- _WHAT THE EXERCISE ASKS_
Restate the records in full, so that each line matches the original exactly.

- _DATA EXTRACT_
+++

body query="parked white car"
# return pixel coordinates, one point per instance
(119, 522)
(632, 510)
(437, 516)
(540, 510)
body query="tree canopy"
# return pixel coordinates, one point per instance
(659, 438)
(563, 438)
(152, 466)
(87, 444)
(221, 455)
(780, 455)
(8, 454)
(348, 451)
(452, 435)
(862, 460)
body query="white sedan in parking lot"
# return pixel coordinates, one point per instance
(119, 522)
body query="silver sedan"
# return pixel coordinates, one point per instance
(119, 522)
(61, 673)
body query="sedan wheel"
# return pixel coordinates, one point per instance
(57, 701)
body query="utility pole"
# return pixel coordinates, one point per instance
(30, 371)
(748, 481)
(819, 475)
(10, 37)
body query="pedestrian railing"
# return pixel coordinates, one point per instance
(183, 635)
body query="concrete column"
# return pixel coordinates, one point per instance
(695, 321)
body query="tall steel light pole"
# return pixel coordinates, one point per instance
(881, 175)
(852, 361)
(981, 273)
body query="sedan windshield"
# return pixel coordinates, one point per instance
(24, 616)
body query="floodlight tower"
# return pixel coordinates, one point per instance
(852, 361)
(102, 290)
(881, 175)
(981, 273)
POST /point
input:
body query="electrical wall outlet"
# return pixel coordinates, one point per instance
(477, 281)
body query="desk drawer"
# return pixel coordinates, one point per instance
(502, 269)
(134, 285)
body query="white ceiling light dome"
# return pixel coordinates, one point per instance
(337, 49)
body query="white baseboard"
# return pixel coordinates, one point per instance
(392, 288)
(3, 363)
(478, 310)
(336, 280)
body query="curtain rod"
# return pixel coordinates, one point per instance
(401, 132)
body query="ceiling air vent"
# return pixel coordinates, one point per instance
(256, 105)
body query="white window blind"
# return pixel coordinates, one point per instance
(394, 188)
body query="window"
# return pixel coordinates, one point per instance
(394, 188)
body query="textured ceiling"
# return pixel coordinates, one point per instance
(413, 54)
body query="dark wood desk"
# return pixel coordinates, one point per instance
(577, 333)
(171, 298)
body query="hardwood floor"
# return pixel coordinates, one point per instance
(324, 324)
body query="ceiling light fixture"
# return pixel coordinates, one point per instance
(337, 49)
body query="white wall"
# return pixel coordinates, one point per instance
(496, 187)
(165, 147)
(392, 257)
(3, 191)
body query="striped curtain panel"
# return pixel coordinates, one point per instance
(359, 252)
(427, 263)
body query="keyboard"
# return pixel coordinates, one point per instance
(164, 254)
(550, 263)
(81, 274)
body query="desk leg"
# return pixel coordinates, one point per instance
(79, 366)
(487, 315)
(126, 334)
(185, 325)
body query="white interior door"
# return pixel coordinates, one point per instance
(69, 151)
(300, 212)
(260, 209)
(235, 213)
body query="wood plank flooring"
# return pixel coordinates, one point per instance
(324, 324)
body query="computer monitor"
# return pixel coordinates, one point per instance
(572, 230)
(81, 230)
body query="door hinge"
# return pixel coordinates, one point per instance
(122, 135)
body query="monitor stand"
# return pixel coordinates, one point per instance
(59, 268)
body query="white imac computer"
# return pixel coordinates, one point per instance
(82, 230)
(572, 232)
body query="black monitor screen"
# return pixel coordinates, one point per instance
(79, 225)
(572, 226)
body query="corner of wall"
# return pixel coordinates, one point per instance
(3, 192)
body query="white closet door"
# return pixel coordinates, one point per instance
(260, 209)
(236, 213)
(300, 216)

+++

- _ANSWER BOX_
body query="parked white car"
# return pixel coordinates, one point per instance
(119, 522)
(632, 510)
(437, 516)
(540, 510)
body query="tree canopy"
# return pixel coordinates, one point per instance
(659, 438)
(563, 438)
(152, 466)
(87, 444)
(221, 455)
(780, 455)
(8, 454)
(348, 451)
(452, 435)
(862, 460)
body query="white sedan in parking lot"
# return pixel coordinates, one point per instance
(119, 522)
body query="silver sedan"
# return pixel coordinates, one point per instance
(119, 522)
(61, 673)
body query="sedan wheel"
# return pixel coordinates, one point per instance
(57, 701)
body query="utility pole"
# return pixel coordinates, one point per instance
(30, 371)
(748, 481)
(819, 475)
(10, 37)
body query="pedestrian railing"
# return pixel coordinates, one point per instance
(183, 635)
body query="concrete column"
# return pixel coordinates, one point per instance
(695, 321)
body query="tall steel light pole"
# return pixel coordinates, one point per instance
(881, 175)
(852, 361)
(981, 273)
body query="sedan windshield"
# return pixel coordinates, one point per instance
(24, 616)
body query="floodlight tower"
# return pixel coordinates, one point per instance
(852, 361)
(102, 290)
(881, 175)
(981, 273)
POST /point
input:
body query="electrical wall outlet"
# return pixel coordinates, one point per instance
(477, 281)
body query="desk drawer"
# return pixel coordinates, one point per instance
(502, 269)
(134, 285)
body query="white ceiling light dome"
# return pixel coordinates, one point per instance
(337, 49)
body query="white baseboard"
# return pixel coordinates, one point per instance
(392, 288)
(3, 363)
(478, 310)
(336, 280)
body query="curtain rod"
# return pixel coordinates, one point per instance
(401, 132)
body query="ceiling air vent"
# return pixel coordinates, one point per instance
(256, 105)
body query="white window blind"
# return pixel coordinates, one point per instance
(394, 188)
body query="window"
# return pixel coordinates, one point per instance
(394, 188)
body query="textured ceiling"
# return pixel coordinates, one point per instance
(413, 54)
body query="dark wood desk"
# return pixel coordinates, one point per instance
(577, 333)
(171, 298)
body query="hardwood floor"
# return pixel coordinates, one point per instance
(324, 324)
body query="ceiling light fixture"
# return pixel coordinates, one point per instance
(337, 49)
body query="white wall"
# return pixel coordinates, one point per instance
(496, 187)
(165, 147)
(392, 257)
(3, 191)
body query="striped curtain panel"
# return pixel coordinates, one point per instance
(359, 252)
(427, 263)
body query="keyboard"
# return pixel coordinates, one point per instance
(164, 254)
(550, 263)
(81, 274)
body query="desk leg"
# return pixel coordinates, one point per instance
(79, 366)
(487, 315)
(126, 334)
(185, 325)
body query="white interior door"
# return pixel coordinates, one point per instance
(69, 151)
(300, 212)
(260, 209)
(235, 213)
body query="wood plank flooring"
# return pixel coordinates, one point per instance
(324, 324)
body query="computer monitor"
# return pixel coordinates, one point per instance
(572, 230)
(81, 230)
body query="door hinge"
# return pixel coordinates, one point per instance
(122, 135)
body query="monitor stand"
# return pixel coordinates, one point per instance
(59, 268)
body query="white imac computer"
# return pixel coordinates, one point per instance
(82, 230)
(572, 232)
body query="black monitor screen"
# return pixel coordinates, one point per instance
(79, 225)
(572, 226)
body query="corner of wall"
# return pixel coordinates, one point per instance
(3, 192)
body query="white closet door"
# return pixel coordinates, one point per instance
(260, 209)
(236, 213)
(300, 216)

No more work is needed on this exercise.